• [Exercise brief]:
Reproduce, character for character, the lines of the listing below that start with the line containing "Please segment every instance of the sea" and go on through the line containing "M 5 66 L 21", including both of those lines and no others.
━━━━━━━━
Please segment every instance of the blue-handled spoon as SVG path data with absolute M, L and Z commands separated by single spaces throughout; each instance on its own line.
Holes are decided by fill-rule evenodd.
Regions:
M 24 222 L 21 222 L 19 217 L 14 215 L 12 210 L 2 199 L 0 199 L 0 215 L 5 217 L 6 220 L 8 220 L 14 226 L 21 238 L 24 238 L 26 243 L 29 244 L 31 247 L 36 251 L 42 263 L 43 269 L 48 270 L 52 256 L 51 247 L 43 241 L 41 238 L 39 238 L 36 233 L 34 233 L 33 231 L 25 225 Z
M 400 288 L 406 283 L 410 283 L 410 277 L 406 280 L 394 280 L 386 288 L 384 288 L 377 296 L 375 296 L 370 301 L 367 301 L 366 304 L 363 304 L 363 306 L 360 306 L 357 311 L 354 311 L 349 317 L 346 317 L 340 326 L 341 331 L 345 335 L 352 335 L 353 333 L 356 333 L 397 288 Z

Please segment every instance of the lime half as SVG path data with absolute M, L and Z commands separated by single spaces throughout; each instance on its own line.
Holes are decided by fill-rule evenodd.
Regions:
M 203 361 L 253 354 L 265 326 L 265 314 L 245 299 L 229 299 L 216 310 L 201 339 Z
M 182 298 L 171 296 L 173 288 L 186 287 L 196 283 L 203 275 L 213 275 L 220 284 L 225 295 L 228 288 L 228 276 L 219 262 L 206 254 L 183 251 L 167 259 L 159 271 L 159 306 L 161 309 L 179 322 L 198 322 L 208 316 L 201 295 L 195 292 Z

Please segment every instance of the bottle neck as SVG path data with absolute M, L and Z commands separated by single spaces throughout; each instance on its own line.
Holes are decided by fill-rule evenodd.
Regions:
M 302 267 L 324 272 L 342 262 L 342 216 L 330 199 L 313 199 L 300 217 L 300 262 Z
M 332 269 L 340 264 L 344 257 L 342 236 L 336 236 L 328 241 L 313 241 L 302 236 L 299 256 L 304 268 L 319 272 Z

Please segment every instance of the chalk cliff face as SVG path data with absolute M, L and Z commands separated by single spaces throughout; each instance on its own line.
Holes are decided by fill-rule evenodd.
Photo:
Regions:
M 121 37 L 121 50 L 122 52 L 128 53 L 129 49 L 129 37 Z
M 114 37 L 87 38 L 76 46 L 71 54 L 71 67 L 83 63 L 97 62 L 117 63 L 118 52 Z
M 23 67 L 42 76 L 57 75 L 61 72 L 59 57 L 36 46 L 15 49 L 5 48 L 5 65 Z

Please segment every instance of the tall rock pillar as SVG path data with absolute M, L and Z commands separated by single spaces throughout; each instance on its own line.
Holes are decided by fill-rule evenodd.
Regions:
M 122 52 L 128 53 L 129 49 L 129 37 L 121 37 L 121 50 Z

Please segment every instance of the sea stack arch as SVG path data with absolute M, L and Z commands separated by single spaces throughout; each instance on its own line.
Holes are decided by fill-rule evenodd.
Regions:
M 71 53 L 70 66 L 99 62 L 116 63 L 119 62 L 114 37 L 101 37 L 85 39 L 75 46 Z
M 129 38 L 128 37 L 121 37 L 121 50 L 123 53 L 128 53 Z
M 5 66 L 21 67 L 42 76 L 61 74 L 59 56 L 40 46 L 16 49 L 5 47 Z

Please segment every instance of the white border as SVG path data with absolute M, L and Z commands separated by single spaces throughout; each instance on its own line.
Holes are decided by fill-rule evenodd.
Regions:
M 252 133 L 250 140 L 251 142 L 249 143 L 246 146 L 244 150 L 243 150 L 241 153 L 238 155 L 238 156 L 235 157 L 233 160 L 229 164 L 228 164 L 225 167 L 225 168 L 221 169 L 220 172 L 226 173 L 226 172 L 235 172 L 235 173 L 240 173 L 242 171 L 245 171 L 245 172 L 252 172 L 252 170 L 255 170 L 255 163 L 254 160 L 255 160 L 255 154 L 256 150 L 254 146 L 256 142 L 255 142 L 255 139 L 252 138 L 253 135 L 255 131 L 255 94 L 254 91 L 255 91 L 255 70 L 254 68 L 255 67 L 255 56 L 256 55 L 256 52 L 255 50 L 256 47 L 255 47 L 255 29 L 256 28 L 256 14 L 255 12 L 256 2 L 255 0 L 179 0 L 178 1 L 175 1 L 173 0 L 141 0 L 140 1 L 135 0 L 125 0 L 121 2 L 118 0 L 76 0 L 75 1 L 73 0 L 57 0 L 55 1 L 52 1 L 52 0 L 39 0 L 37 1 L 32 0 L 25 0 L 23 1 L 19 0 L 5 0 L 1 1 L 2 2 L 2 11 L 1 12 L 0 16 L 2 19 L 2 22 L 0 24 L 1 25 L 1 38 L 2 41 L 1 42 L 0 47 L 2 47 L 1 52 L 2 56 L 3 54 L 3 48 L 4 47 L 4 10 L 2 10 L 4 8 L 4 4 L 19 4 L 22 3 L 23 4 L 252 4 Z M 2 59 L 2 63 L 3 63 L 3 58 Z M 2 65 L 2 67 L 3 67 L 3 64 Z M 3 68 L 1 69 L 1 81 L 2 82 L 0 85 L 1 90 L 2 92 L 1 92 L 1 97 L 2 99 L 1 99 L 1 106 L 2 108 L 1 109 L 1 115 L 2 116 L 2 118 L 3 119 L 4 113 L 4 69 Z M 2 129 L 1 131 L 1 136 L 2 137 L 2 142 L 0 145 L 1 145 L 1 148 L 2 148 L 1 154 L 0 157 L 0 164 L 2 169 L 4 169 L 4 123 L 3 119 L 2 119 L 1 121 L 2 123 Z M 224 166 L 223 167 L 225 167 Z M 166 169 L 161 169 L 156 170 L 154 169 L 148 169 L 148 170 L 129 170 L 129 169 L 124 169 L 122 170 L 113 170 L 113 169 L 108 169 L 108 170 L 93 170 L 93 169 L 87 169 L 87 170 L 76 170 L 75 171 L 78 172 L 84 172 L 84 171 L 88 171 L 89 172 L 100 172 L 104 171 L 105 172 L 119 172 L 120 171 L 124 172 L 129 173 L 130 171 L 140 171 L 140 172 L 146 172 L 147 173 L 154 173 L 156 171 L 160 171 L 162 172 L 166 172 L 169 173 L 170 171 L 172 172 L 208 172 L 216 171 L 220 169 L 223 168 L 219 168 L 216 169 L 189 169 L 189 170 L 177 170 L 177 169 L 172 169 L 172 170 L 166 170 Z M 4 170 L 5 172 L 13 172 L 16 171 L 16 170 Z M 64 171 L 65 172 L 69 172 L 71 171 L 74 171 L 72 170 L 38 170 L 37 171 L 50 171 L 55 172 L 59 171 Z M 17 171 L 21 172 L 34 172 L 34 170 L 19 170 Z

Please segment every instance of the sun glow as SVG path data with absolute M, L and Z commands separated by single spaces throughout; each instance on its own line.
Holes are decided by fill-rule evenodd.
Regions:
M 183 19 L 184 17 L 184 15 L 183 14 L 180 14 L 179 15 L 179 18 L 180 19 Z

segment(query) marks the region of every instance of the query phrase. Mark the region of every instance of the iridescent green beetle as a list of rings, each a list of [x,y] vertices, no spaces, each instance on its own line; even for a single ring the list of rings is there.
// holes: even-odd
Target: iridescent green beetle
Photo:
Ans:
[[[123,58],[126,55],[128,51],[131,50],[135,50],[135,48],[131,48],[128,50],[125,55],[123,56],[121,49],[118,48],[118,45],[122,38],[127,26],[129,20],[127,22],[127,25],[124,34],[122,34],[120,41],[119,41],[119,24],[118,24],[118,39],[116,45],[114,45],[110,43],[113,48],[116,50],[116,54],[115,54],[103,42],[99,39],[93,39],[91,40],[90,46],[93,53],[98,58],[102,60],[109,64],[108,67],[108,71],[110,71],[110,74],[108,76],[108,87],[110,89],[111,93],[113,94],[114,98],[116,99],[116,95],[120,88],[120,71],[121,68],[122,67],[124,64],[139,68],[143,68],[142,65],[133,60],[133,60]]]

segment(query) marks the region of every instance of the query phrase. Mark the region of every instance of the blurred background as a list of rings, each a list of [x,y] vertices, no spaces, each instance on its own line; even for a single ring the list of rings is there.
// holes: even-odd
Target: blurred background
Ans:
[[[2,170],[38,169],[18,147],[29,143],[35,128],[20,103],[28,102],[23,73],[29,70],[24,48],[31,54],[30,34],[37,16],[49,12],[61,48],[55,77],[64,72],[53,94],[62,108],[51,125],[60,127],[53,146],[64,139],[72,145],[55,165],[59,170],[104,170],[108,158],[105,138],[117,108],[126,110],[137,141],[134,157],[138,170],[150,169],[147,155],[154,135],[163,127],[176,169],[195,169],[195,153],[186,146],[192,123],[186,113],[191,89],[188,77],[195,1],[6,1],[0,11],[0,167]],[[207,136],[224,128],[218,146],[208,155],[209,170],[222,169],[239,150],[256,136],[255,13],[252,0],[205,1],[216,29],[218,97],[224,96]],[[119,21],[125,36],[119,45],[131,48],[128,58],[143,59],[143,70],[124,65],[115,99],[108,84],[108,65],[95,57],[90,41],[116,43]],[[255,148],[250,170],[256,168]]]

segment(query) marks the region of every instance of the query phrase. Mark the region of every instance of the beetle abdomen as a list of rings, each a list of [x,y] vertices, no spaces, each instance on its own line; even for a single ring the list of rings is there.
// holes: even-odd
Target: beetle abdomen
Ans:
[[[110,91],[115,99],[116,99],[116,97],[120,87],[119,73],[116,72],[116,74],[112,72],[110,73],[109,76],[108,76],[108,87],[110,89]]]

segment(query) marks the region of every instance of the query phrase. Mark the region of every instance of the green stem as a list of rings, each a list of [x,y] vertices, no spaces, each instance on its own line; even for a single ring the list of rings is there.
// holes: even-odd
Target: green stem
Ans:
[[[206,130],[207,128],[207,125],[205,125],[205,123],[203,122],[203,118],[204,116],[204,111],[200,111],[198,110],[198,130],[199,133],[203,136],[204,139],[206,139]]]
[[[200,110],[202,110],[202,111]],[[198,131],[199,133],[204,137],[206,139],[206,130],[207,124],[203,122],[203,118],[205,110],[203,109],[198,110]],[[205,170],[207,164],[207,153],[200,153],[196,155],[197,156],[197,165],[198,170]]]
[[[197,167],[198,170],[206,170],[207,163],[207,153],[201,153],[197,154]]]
━━━━━━━━
• [Response]:
Please segment every instance of the sea stack arch as SVG path data with absolute M, L and Z commands separated by single spaces throughout; each instance on its own line.
Holes are decided by fill-rule evenodd.
Regions:
M 71 53 L 70 66 L 99 62 L 116 63 L 119 62 L 114 37 L 101 37 L 85 39 L 75 46 Z
M 129 38 L 128 37 L 121 37 L 121 50 L 123 53 L 128 53 Z
M 5 66 L 21 67 L 42 76 L 61 74 L 59 56 L 40 46 L 16 49 L 5 47 Z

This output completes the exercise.